What to produce
What lines below include the word "able"? Copy each one.

=== Section Start ===

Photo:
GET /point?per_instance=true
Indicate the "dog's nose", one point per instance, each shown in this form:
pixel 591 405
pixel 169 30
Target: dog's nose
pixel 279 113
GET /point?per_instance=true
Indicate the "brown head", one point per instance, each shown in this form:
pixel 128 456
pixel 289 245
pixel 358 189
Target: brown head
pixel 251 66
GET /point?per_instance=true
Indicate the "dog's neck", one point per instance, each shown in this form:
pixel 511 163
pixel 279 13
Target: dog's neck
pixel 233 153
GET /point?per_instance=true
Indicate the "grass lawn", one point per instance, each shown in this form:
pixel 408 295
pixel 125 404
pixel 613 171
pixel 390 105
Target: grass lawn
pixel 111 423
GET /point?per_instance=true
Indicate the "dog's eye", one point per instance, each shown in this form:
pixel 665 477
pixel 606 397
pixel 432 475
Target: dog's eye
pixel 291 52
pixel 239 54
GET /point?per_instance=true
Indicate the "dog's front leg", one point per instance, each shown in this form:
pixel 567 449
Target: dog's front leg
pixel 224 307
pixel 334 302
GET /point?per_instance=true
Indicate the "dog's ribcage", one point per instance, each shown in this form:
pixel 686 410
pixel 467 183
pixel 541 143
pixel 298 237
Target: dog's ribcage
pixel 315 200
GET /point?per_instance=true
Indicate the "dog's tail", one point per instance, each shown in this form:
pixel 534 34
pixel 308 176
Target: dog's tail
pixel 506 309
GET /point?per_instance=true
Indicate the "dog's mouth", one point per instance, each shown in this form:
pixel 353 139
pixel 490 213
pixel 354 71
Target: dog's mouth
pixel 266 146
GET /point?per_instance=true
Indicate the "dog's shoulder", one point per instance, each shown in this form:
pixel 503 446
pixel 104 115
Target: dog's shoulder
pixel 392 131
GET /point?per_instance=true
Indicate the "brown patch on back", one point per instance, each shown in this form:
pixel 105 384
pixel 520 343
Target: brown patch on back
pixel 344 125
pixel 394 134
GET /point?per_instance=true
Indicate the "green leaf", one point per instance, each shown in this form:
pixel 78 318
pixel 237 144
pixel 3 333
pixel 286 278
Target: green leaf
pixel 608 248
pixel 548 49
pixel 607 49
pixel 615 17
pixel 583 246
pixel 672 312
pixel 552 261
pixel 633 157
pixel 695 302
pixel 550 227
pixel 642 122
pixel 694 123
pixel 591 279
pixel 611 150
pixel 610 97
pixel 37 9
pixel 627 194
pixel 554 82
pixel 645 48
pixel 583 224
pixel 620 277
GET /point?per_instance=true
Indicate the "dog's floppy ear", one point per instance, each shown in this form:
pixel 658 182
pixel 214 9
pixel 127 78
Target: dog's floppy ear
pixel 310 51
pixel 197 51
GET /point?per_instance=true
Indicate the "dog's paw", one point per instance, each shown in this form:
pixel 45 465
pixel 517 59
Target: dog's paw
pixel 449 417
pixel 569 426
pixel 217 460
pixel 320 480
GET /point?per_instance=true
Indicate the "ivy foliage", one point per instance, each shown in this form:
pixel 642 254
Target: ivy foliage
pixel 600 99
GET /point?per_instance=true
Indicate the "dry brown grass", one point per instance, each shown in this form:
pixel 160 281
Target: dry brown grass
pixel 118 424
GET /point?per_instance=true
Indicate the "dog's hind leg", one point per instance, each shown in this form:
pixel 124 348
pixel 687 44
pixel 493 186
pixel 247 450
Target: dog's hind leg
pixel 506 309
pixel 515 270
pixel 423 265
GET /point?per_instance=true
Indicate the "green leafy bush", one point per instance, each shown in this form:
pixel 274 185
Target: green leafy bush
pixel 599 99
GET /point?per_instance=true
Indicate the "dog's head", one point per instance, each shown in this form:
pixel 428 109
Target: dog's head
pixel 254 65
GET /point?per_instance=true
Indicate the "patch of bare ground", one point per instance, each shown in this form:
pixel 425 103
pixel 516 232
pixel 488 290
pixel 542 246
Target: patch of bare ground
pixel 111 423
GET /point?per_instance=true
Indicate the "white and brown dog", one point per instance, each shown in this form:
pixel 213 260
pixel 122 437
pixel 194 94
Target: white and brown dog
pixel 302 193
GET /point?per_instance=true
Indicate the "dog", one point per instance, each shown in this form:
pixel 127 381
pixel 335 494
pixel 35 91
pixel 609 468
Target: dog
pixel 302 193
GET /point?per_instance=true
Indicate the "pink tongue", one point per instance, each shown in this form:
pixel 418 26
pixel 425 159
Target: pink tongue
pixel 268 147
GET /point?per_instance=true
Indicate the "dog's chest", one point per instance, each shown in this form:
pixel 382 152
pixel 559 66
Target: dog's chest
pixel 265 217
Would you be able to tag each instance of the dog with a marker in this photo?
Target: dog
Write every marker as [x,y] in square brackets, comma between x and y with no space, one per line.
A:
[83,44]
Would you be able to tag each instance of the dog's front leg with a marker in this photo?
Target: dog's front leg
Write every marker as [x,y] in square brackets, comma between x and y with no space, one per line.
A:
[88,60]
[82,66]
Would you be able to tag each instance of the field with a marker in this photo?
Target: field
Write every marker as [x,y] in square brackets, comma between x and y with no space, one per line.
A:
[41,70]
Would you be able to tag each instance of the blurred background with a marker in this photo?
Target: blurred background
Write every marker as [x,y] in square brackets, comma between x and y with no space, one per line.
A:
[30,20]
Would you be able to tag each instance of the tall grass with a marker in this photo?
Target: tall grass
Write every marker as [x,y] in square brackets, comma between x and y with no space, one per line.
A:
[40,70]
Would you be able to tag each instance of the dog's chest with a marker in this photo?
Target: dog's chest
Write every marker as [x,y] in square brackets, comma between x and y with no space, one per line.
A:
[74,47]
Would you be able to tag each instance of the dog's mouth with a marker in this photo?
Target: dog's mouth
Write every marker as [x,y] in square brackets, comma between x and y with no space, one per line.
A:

=== Section End ===

Expected answer
Would you be able to tag each instance of the dog with a marker in this photo?
Would you be able to tag each instance of the dog's front leg with a marker in this photo?
Would you be able to tag each instance of the field with a marker in this photo?
Would you be able to tag each instance of the blurred background with a marker in this photo?
Would you be able to tag each instance of the tall grass with a marker in this photo?
Would you be able to tag each instance of the dog's chest with a marker in this photo?
Would you be able to tag each instance of the dog's mouth with a marker in this photo?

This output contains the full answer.